-- Excerpt provided --
-- begin --
S M Abul Kalam Azad (born April 30, 1967) is a two star Admiral of Bangladesh and incumbent high commissioner of Bangladesh to Maldives. He is former Commander of Bangladesh Navy Fleet. Earlier he held a range of salient appointments, namely Chairman of Chittagong Port Authority, Chairman of Mongla port Authority, Director of Naval Intelligence & Naval Administrative Authority Dhaka.

Early life and education
Sheikh Muhammad Abul Kalam Azad was born in Mohendrapur village of Kumarkhali Upazila of Kushtia District on April 30, 1967. He is the youngest son of late Sheikh Osman Gani and Khadeza Begum.
He is an alumnus of Pabna Cadet College of 1st batch.

Military training
He joined Bangladesh Navy in January 1985 as an officer cadet and was commissioned in executive branch on July 1, 1987. During his career, Rear Admiral Azad went through various education and training courses both at home and abroad. Namely, he completed his International Sub Lieutenant Course (ISLC) in Britannia Royal Naval College, Dartmouth, Devon, England and finished his initial staff course from Royal Naval College, Greenwich, London.
-- end --
-- Dataset entries --
-- begin --
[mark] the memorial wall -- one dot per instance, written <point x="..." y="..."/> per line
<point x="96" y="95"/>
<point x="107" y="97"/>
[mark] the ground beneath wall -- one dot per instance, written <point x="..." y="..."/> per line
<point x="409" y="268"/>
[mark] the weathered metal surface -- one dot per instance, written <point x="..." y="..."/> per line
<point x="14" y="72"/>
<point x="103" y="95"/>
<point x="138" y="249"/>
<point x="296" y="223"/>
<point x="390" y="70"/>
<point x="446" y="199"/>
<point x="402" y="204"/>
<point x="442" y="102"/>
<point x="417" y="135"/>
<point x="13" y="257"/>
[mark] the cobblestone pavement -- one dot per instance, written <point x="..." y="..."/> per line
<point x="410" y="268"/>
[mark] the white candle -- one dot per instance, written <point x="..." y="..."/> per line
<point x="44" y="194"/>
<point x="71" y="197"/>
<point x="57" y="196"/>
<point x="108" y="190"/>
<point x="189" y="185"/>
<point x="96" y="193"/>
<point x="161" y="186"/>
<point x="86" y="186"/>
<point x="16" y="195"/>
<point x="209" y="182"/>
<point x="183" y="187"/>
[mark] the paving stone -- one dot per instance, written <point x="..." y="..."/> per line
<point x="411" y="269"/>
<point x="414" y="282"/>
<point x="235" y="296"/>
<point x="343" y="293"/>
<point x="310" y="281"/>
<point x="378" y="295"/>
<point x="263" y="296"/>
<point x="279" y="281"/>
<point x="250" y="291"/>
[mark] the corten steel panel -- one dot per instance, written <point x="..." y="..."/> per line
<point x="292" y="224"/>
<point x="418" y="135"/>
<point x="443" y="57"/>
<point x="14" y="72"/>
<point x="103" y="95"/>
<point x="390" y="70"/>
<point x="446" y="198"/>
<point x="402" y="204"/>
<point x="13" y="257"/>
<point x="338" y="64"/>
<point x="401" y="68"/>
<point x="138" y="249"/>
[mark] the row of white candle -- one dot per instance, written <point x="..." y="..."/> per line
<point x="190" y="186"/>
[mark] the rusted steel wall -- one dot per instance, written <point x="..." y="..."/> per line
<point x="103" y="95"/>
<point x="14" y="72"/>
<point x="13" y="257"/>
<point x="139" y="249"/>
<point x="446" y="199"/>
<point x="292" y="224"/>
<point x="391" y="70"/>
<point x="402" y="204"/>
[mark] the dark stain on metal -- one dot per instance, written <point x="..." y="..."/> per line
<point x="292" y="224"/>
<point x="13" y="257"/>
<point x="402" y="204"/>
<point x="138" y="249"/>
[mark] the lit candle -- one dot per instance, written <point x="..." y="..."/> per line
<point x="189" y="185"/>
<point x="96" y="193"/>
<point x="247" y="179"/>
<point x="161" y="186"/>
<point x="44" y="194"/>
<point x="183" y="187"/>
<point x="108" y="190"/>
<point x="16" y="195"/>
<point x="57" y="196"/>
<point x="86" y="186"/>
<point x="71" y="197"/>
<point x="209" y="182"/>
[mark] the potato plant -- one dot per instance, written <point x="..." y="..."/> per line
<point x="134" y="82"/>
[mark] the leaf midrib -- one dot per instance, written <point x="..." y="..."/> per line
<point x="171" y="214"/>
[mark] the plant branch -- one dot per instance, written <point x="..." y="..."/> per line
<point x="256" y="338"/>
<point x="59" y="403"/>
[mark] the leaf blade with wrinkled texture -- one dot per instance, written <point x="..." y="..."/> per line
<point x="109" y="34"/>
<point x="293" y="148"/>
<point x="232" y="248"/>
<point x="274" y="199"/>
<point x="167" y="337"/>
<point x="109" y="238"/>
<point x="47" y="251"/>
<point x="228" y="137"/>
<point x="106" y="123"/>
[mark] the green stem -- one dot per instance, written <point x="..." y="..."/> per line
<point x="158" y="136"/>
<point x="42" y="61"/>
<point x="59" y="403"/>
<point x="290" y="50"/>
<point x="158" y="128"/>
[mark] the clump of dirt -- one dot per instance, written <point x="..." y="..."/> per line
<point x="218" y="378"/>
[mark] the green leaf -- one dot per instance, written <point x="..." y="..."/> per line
-- end --
-- Required actions --
• 1. Reproduce the passage of the Abul Kalam Azad biography from "He is an alumnus" up to and including "College, Greenwich, London.".
• 2. Using the Abul Kalam Azad biography, answer these:
(a) In which village was he born?
(b) In what month and year did he join the Bangladesh Navy?
(c) At which college did he complete his International Sub Lieutenant Course?

-- Full solutions --
• 1.
He is an alumnus of Pabna Cadet College of 1st batch.

Military training
He joined Bangladesh Navy in January 1985 as an officer cadet and was commissioned in executive branch on July 1, 1987. During his career, Rear Admiral Azad went through various education and training courses both at home and abroad. Namely, he completed his International Sub Lieutenant Course (ISLC) in Britannia Royal Naval College, Dartmouth, Devon, England and finished his initial staff course from Royal Naval College, Greenwich, London.

• 2.
(a) Mohendrapur
(b) January 1985
(c) Britannia Royal Naval College, Dartmouth, Devon, England